Directions for this task ->
In the forum thread below, where had the transgirl started working whose arrival prompted the friends' discussion about dating?

Title: Re: MY Brother just told me something that I found very hurtful. (Venting)
Post by: p on May 27, 2017, 01:49:04 AM
It sounds like your brother has expressed that he wants to be supportive, but he totally failed tonight. Maybe you can talk to him about how he failed to support you at a later time, perhaps on the phone when it can't turn physical? I'm so sorry that you had to deal with those comments. Big hugs!
Title: Re: MY Brother just told me something that I found very hurtful. (Venting)
Post by: Transdude on May 27, 2017, 08:09:43 AM
Wow that's messed up. It also isn't true. My gf is MtF like you but I'm not gay. What your bro said is stupid. Sure some dudes would reject a transgirl but there are plenty who wouldn't. A couple months ago my friends were talking about dating a transgirl. It got started cause a transgirl had started working at Starbucks and they were talking about her. So one dude asked everyone if they would go out with a transgirl. Two said no way. One said he would if she had had the surgery. One guy said he would date a transgirl even if she hadn't had surgery.  He said if she was really pretty and feminine he could get past the guy parts as long as she would be cool with him never touching or playing with them. That dude was as far from being gay as you can get. Some guys act like a douche towards transwomen but there are also guys out there who can get past it. You say your bro is supportive but that was a mean ass thing to say. Might wanna try doing without his "support".
Lucas
Title: Re: MY Brother just told me something that I found very hurtful. (Venting)
Post by: Angélique LaCava on May 27, 2017, 08:41:07 AM
Quote from: Transdude on May 27, 2017, 08:09:43 AM
Wow that's messed up. It also isn't true. My gf is MtF like you but I'm not gay. What your bro said is stupid. Sure some dudes would reject a transgirl but there are plenty who wouldn't. A couple months ago my friends were talking about dating a transgirl. It got started cause a transgirl had started working at Starbucks and they were talking about her. So one dude asked everyone if they would go out with a transgirl. Two said no way. One said he would if she had had the surgery. One guy said he would date a transgirl even if she hadn't had surgery.  He said if she was really pretty and feminine he could get past the guy parts as long as she would be cool with him never touching or playing with them. That dude was as far from being gay as you can get. Some guys act like a douche towards transwomen but there are also guys out there who can get past it. You say your bro is supportive but that was a mean ass thing to say. Might wanna try doing without his "support".

Recorded data ->
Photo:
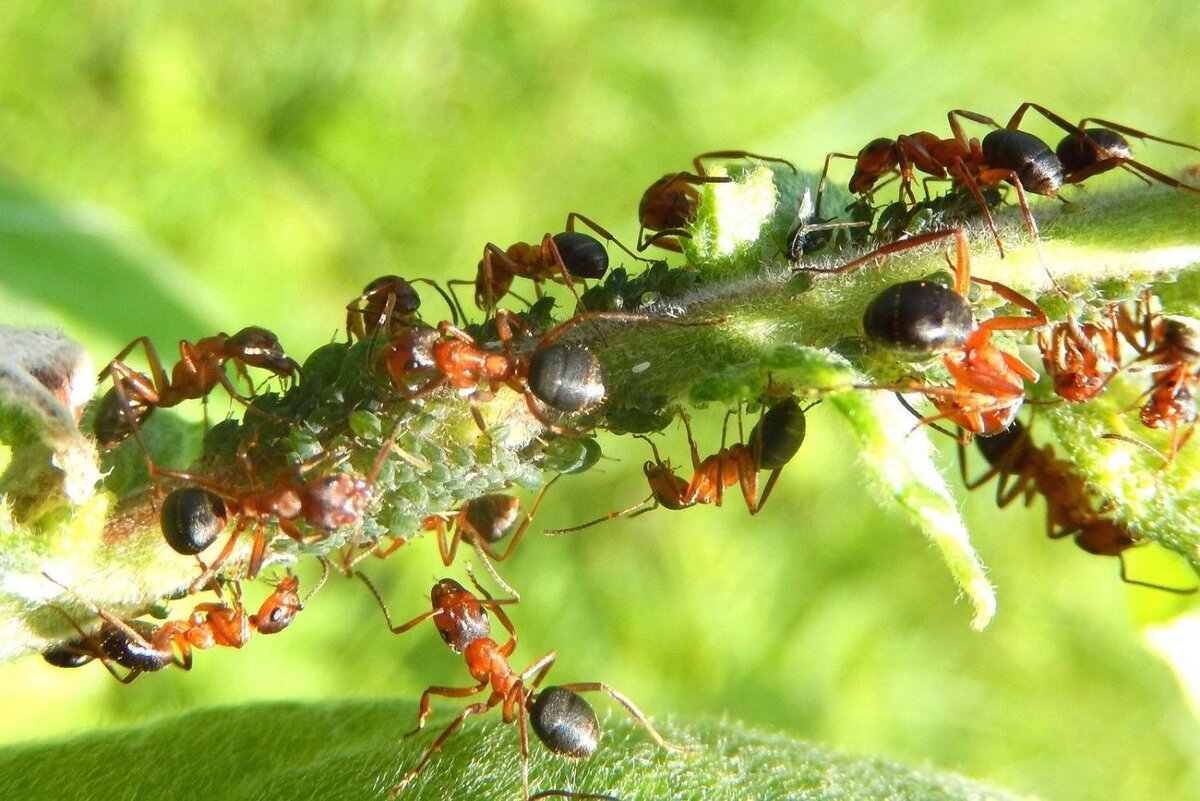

Reply to the exercise ->
Starbucks